The task => Will you give every entry again exactly as it stands?

─── Listing ───

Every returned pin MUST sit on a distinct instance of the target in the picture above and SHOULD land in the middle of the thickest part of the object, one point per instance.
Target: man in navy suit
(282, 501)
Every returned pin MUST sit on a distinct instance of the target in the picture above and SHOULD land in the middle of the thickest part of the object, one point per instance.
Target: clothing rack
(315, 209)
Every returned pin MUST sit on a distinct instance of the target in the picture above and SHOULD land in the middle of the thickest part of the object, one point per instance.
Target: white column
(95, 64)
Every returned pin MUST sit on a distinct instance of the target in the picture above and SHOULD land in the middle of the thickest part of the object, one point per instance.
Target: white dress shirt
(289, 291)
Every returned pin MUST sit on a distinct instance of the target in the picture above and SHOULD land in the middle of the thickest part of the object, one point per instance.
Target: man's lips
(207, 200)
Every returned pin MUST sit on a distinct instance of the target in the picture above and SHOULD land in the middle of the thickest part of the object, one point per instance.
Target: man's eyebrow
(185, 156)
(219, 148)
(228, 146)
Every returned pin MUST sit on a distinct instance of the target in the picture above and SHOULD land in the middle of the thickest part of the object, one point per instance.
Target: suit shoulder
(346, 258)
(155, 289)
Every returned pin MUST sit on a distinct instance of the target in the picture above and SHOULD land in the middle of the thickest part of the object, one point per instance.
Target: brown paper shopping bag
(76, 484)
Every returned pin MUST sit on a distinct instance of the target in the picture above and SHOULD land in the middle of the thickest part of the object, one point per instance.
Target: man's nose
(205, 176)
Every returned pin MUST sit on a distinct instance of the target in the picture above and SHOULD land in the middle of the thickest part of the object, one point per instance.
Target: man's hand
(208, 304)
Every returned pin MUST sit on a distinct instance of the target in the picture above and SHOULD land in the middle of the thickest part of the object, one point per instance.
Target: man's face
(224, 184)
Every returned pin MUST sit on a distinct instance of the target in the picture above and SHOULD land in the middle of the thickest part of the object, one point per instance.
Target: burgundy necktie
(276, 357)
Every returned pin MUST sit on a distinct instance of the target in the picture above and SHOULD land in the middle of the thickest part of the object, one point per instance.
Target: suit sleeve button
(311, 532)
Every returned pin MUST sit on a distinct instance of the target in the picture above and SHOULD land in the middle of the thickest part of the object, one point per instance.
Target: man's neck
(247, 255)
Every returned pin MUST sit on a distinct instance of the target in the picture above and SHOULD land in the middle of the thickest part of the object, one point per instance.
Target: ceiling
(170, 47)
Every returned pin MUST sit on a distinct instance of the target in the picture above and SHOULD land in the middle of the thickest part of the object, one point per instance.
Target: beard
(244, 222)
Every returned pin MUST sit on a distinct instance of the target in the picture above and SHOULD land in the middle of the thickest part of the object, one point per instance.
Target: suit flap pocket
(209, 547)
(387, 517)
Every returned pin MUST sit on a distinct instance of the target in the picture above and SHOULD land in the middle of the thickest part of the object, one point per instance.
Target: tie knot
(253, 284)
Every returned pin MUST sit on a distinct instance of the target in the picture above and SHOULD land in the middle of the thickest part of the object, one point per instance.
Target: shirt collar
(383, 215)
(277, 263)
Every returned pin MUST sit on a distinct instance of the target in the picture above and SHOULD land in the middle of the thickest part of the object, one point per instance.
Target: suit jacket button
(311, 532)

───

Task result =>
Every returned pin MUST sit on a distinct instance of the target in the picture above and SHOULD land in the middle of the thickest part of the object, one point per instance.
Target: man in navy suit
(282, 501)
Every returned pin MUST sit on a distinct instance of the target in the picture above and SHOULD land in the middle of the thickest part of the object, one point per instance.
Target: clothing rack
(315, 209)
Every returned pin MUST sit on a distinct instance of the target in the picture above and SHOULD land in the middle of the thickest part of the object, one point per instance.
Target: white column
(95, 64)
Every returned pin MUST sit on a distinct instance of the target in the picture above and SHOULD land in the middle of the thickest part of the object, one point per instance.
Target: white dress shirt
(289, 291)
Every returned pin MUST sit on a distinct instance of the target in the picture above and SHOULD land in the middle of the thickest part of the object, one point per instance.
Target: man's lips
(207, 200)
Every returned pin MUST sit on a distinct instance of the target in the picture above and SHOULD land in the middle of the thickest part of the object, one point per instance.
Target: man's eyebrow
(185, 156)
(219, 148)
(228, 146)
Every returned pin MUST sit on a distinct instance of the target in the picture above and SHOULD land in the middle of the thickest part of the object, one point per instance.
Target: suit shoulder
(346, 258)
(155, 289)
Every returned pin MUST sit on a distinct instance of the target in the picture above and SHOULD land in the middle of the thickest part of the object, one point per instance.
Target: brown paper shopping bag
(76, 484)
Every returned pin MUST sit on a distinct instance of the target in the picture above and SHOULD land in the middle of the thickest part of the object, one point per instance.
Target: man's nose
(205, 176)
Every returned pin MUST sit on a distinct instance of the target in the picture above and SHOULD land in the middle of the thickest part of the object, one point per instance.
Target: man's hand
(208, 304)
Every returned pin MUST sit on a distinct instance of the target in the picture above and SHOULD land in the middle of the thickest part of the object, one point per instance.
Target: man's face
(224, 184)
Every returned pin MUST sit on a distinct instance of the target in the picture above and SHOULD land in the middle of the thickest part of the object, one point per instance.
Target: burgundy necktie
(276, 357)
Every returned pin MUST sit on a distinct instance of the target in the picture above and SHOULD land in the middle of the thickest part of the object, one point per instance.
Target: suit sleeve button
(311, 532)
Every returned pin MUST sit on a distinct instance of the target in the picture above and SHOULD land in the middle of the thickest part of the object, one point per instance.
Target: man's neck
(247, 255)
Every returned pin MUST sit on a distinct instance of the target in the picture above and SHOULD land in the middle of the thickest part of the object, one point per instance.
Target: ceiling
(170, 47)
Every returned pin MUST sit on a distinct instance of the target in the picture above and SHOULD land in the middle of the thickest part of the object, one point per instance.
Target: beard
(244, 222)
Every returned pin MUST sit on a distinct instance of the target in the picture above and SHOULD land in the middle of the thickest part of the object, one point per instance.
Target: suit flap pocket
(209, 547)
(387, 517)
Every returned pin MUST sit on a distinct instance of the target in the picture above and SHOULD land in the middle of the thickest part of the object, one point per instance.
Target: tie knot
(253, 284)
Every returned pin MUST sit on a distinct instance of the target in the picture above and SHOULD land in the middle of the thickest part of the object, one point per instance.
Target: shirt collar
(383, 215)
(277, 263)
Every returned pin MUST sit on a distinct instance of the target in the picture above and SHOULD land in the middle of the thickest part of the object, one point per instance.
Target: suit jacket button
(311, 532)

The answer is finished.